- [AUSGANGSTEXT]
5. Tag (Donnerstag, 08.06.2023): Mullaghmore – Westport – Croagh Patrick

Nachdem wir am Morgen unsere Zelte in Letterkenny abgebrochen haben, erreichen wir nach gut einer Stunde Fahrt die (viel kleinere) gemütliche County-Hauptstadt Donegal, wo wir einen ersten Aufenthalt machen. Um den Hauptplatz „The Diamond“ gibt es nette kleine Cafés und auch das Donegal Castle ist gleich um die Ecke. Unterwegs hatte es sich etwas zugezogen, aber nun sind die dicken Wolken wieder verschwunden, sodass wir eine Wanderung bei Sonnenschein um die Halbinsel Mullaghmore unternehmen können. Der kräftige Wind vom Meer her sorgt für Abkühlung und zerzauste Haare. Wir nehmen uns diesmal viel Zeit und bewundern ausgiebig die schroffe Küste und das Classiebawn Castle mit dem Tafelberg Ben Bulben im Hintergrund. Bei einem kurzen Picknick am Hafen können wir uns mit Aussicht auf den schönen Sandstrand stärken. Durch Sligo und damit mitten durch das Yeats Country geht es am frühen Nachmittag weiter nach Westport. Die kleine Stadt gilt mit ihrem Flanierboulevard am Kanal und den hübschen bunten Geschäften als einer der schönsten Orte im Nordwesten Irlands und zieht auch uns in ihren Bann. Ein kurzer Sprint mit dem Bus und wir finden uns am Fuße des Croagh Patrick wieder. Dessen beinahe kegelförmigen Gipfel konnten wir — ausnahmsweise ganz ohne Wolken — bereits auf der Anfahrt nach Westport bewundern. Wir laufen zum Aussichtspunkt am Anfang des Pilgerpfads und genießen gemeinsam mit einer Statue des Nationalheiligen den Blick auf die Clew Bay mit ihren vielen Inseln. Sie war einst Ausgangsbasis der Piratenkönigin Grace O’Malley. Donal möchte uns nun eine besonders schöne Ecke von Irland zeigen und schlägt die Route durch das Doolough Valley über Louisburgh vor. An einigen Stellen wird die Fahrt zum Hindernisparcours, denn Donal muss immer mal wieder ausgebüchsten Schafen mit ihren kleinen Lämmern ausweichen. Durch die Mwelrea Mountains gelangen wir nach einem Fotostopp im Tal mit seiner atemberaubenden Lichtstimmung schließlich zum Killary Harbour und können auf der anderen Seite bereits unser Hotel erkennen. In traumhafter Lage am Fjord erwartet uns hier ein ausgesprochen leckeres Abendessen.

- [AUFGEFÜHRTE ZEILEN]

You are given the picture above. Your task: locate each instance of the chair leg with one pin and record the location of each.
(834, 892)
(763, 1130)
...
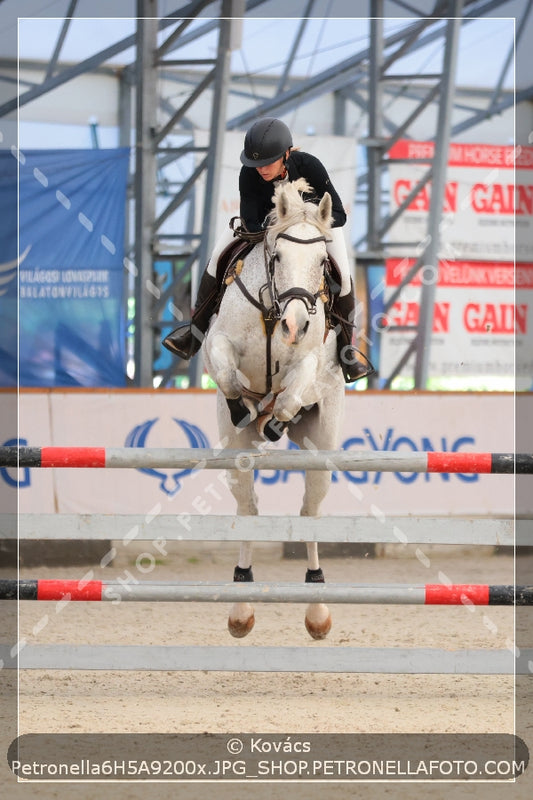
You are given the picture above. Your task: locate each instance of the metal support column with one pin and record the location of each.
--
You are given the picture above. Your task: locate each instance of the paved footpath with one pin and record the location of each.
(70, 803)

- [ZUR AUFGABE] Welche Berge und Gebirge erwähnt der Reisebericht zum fünften Tag? Zähle alle auf.

- [ENDGÜLTIGE ANTWORT]
- Ben Bulben
- Croagh Patrick
- Mwelrea Mountains